Breaking down bugs in TDengine to master refactoring, part 2: stack-consuming macro

Get ready for code smells, classic errors, and typos when checking the TDengine project using PVS-Studio. Much of this is avoidable if we design code carefully from the beginning, keep the logic simple, and stay away from macros. Let's break down some code snippets and find ways to refactor them to leave bugs no room there.

In the previous post, we had a good feed of the sausage code. In this article, I'll use a new example to show why macros are dangerous and why I dislike them.

If you can do without a macro, don't use it. I'm certainly not into copy-paste programming instead of using macros :) But when you can use another language construct that suggests approximately the same functional and compact code, do it.

## [TASK GOAL]
Which tool does the TDengine passage above use to check the project?

(Detection examples)
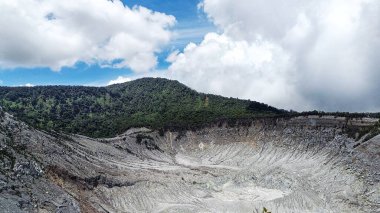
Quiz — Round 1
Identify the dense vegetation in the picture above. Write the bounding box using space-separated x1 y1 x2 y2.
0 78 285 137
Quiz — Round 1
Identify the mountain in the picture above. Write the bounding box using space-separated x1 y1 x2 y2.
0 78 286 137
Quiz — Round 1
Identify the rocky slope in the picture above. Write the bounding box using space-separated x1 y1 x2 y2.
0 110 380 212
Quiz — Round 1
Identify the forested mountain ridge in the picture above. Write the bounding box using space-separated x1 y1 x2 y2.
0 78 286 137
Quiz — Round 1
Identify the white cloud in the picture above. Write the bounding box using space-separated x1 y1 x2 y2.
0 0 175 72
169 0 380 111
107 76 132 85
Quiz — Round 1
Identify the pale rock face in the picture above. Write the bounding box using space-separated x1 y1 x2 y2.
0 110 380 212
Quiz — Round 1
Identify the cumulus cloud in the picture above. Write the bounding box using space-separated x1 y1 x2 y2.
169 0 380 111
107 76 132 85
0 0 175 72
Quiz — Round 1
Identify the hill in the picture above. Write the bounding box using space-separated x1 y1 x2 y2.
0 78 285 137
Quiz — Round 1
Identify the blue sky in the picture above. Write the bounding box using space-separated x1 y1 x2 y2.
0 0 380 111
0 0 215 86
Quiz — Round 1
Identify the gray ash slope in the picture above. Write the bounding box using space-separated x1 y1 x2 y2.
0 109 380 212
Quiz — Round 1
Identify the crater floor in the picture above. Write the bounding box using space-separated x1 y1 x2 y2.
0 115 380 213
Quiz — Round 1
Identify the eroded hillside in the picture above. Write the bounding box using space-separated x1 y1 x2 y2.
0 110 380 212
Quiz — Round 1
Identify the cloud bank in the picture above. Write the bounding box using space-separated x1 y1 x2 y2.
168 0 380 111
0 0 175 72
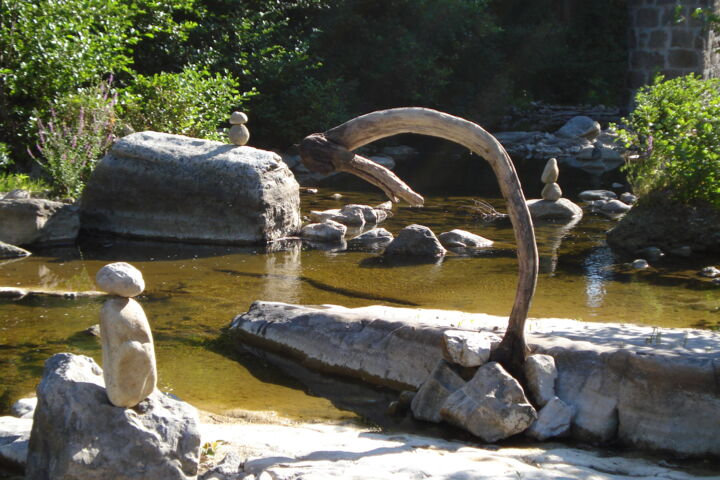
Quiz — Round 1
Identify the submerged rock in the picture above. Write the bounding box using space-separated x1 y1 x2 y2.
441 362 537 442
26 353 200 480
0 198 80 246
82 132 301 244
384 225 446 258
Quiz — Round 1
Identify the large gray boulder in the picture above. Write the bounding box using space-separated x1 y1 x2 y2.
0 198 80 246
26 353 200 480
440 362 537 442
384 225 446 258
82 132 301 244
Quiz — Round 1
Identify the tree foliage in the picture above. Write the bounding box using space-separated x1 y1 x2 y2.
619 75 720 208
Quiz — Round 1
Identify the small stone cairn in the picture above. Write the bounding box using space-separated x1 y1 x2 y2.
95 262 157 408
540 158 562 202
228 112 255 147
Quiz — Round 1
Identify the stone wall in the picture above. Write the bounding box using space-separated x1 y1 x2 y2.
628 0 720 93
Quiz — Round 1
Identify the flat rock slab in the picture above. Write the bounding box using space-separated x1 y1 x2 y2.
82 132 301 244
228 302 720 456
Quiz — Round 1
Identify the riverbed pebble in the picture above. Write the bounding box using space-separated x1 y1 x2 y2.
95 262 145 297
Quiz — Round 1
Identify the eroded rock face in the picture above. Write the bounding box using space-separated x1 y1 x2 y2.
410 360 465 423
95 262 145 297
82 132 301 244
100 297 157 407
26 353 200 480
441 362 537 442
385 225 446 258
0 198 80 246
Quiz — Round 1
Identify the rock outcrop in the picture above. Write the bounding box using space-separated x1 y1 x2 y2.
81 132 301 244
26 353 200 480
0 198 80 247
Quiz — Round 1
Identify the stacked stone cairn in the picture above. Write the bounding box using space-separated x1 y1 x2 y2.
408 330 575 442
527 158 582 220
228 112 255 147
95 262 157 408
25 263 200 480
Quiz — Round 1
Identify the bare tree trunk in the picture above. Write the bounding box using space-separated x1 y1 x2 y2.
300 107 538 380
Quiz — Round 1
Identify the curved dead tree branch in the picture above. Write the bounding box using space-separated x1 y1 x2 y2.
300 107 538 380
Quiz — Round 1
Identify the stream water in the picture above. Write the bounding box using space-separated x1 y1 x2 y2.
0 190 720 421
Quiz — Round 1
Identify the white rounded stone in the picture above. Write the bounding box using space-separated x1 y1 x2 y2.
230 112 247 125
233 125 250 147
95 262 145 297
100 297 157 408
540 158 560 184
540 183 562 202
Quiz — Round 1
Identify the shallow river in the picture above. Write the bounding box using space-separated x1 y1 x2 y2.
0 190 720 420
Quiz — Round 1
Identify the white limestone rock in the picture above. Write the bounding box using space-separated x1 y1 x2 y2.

## [ANSWER TO THIS PROBLEM]
PVS-Studio.